**Written task:** From the line with "on the patterned" through the final line, transcribe the material below character for character; include no other lines.

[Point annotation dataset records]
--*--
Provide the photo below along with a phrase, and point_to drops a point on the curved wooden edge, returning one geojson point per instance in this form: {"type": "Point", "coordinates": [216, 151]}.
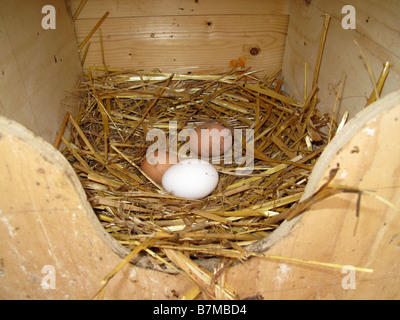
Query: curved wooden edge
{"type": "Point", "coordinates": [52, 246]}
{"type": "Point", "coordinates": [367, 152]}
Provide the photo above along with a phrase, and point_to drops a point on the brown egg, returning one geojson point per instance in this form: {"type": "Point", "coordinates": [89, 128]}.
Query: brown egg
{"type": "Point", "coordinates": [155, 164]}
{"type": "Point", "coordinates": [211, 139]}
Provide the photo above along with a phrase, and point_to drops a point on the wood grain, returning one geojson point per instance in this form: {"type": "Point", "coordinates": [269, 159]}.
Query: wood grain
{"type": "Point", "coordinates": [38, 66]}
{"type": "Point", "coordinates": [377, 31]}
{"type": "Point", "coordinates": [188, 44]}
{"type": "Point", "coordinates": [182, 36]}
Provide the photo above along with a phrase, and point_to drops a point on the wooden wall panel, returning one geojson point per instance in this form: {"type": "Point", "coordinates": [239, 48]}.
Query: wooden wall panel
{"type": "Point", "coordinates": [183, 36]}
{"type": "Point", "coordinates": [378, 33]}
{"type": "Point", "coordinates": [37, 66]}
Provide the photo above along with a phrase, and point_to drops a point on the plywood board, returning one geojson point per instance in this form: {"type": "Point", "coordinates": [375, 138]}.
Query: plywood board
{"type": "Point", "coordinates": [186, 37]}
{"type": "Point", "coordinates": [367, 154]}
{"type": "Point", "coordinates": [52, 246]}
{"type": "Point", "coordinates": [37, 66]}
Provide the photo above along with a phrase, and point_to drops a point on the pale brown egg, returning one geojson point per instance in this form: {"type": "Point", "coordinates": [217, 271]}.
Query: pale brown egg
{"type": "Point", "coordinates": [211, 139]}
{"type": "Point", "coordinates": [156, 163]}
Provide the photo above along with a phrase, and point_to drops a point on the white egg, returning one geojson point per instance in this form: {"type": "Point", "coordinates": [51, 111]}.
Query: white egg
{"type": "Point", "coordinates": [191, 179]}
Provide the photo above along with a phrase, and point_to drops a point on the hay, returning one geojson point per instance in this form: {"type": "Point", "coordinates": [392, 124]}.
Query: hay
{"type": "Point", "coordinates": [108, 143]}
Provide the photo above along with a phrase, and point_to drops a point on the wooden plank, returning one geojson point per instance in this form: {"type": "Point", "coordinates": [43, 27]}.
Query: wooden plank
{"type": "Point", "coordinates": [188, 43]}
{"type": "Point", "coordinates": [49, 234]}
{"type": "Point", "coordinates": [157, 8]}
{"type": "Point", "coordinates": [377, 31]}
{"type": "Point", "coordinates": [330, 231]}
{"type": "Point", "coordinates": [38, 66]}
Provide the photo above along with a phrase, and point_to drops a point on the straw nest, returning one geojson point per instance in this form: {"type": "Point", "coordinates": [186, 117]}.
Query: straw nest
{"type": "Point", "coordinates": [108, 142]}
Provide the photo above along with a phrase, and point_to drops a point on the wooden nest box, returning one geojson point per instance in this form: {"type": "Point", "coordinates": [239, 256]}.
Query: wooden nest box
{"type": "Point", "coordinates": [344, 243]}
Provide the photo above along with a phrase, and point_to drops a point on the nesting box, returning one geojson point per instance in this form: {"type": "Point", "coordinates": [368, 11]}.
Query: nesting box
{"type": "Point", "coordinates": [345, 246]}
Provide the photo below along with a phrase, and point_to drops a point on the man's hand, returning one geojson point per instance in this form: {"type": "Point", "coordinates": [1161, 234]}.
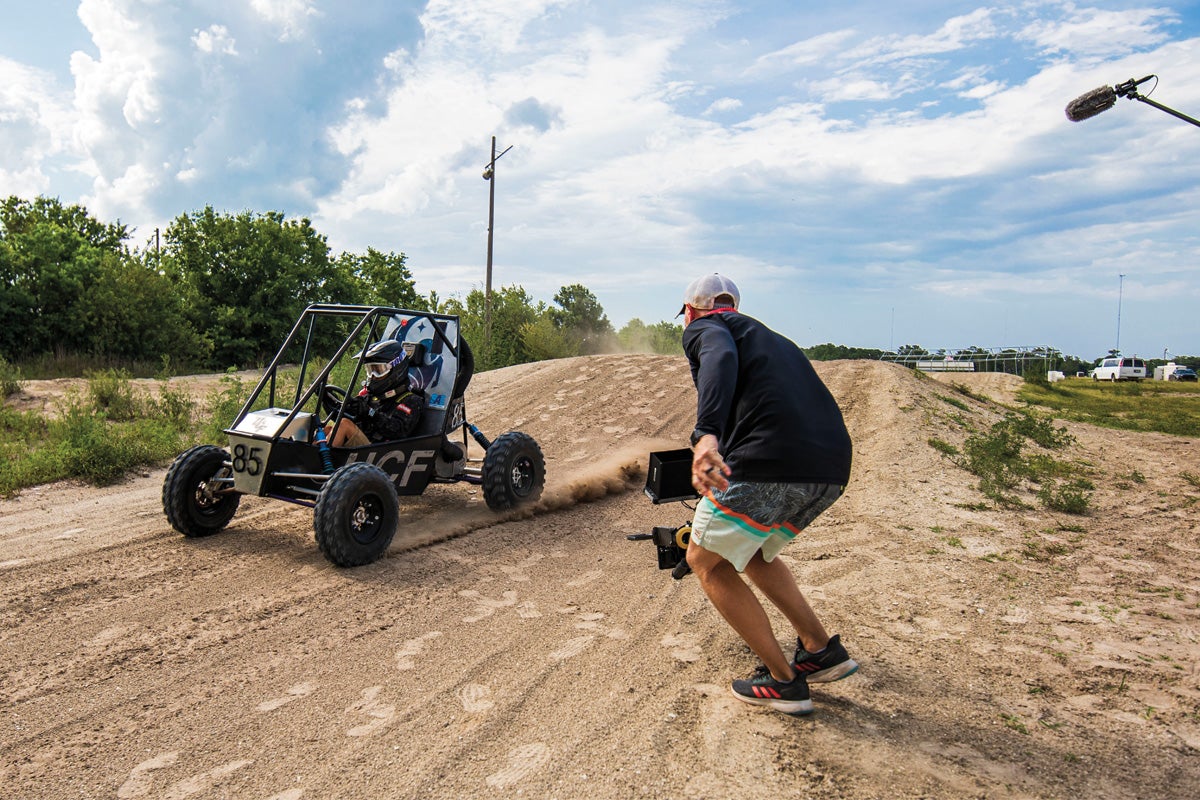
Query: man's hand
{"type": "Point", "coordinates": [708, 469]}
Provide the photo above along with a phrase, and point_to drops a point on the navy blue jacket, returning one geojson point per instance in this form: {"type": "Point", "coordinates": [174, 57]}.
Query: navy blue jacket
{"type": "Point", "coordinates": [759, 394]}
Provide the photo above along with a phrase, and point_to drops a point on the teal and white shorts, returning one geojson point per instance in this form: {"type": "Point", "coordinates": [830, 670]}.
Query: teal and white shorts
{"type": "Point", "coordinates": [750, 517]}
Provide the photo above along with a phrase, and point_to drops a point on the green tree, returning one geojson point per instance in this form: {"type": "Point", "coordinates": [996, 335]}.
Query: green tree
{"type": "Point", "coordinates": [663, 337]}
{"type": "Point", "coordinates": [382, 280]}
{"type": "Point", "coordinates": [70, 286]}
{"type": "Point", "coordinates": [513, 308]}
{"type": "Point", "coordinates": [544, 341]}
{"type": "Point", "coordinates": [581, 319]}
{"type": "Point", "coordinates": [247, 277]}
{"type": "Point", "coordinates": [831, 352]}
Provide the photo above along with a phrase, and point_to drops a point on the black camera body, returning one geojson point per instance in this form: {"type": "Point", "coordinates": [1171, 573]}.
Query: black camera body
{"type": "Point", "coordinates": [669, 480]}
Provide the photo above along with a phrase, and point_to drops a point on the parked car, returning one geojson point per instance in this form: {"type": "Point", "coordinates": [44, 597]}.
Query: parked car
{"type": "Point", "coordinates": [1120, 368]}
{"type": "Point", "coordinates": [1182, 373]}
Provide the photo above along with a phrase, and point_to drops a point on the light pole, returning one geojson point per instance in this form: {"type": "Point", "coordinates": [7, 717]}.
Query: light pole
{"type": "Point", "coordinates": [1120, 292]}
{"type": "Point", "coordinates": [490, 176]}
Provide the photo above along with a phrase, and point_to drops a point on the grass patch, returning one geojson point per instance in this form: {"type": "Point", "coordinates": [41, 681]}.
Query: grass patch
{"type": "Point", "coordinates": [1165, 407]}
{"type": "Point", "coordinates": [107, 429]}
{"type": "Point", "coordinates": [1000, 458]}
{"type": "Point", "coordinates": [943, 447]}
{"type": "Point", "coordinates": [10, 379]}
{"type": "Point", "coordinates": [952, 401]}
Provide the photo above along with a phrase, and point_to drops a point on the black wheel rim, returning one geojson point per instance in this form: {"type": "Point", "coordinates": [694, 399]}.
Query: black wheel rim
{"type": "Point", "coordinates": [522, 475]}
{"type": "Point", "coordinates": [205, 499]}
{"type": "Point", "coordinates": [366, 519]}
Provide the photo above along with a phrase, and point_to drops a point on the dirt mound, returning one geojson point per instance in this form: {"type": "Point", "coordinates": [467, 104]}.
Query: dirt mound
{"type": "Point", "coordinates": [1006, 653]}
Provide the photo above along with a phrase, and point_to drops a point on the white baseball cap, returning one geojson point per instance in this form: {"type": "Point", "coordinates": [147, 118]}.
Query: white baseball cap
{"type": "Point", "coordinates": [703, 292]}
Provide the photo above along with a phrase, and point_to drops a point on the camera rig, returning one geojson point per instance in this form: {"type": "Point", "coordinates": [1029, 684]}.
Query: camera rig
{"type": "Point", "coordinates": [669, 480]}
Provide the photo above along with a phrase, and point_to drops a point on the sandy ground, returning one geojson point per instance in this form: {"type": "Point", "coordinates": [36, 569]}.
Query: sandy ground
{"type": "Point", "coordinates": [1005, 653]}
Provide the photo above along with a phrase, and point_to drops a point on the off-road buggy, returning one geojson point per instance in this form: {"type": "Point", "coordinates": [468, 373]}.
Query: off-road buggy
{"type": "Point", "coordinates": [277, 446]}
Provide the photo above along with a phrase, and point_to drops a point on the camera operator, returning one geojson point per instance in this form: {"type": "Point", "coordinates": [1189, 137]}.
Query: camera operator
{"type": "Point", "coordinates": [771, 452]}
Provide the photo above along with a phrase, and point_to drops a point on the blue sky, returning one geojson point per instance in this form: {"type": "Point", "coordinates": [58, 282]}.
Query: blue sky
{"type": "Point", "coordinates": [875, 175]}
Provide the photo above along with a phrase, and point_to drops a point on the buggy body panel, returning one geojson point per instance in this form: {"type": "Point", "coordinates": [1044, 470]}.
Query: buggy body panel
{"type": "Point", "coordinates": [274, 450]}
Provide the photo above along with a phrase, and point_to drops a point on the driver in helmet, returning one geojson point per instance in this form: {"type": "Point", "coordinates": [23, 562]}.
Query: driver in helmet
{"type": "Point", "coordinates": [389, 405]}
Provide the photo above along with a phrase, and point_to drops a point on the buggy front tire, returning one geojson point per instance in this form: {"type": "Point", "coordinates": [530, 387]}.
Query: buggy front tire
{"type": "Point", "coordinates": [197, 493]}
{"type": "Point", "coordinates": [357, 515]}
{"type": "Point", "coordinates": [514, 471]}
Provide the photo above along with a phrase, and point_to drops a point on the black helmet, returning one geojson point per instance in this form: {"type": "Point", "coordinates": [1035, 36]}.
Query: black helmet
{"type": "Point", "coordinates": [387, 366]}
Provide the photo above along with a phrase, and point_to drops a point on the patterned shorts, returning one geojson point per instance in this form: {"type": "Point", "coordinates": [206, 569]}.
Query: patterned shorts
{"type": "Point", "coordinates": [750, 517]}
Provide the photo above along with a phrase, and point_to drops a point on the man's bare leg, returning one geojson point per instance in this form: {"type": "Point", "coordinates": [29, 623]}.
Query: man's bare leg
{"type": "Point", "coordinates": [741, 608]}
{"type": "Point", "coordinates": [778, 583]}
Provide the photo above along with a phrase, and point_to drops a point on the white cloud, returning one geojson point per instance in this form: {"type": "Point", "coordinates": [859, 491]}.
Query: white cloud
--*--
**Exercise output:**
Provide the photo above along with a phrase, and point_to drops a point on the patterned shorts, returning one geojson point per instance in this form: {"type": "Point", "coordinates": [206, 569]}.
Query: patterned shorts
{"type": "Point", "coordinates": [750, 517]}
Provide the photo above along with a phrase, and point_to drops a point on the man's bare leg, returning one geojson point per instance in this form: {"type": "Point", "coordinates": [29, 623]}.
Query: man's bare leg
{"type": "Point", "coordinates": [741, 608]}
{"type": "Point", "coordinates": [778, 583]}
Provide the photo above along with a phrase, and point_to drops a point on the white cloud, returning one geojson point per instance in this form: {"type": "Point", "coordinates": [859, 491]}.
Query: white cloud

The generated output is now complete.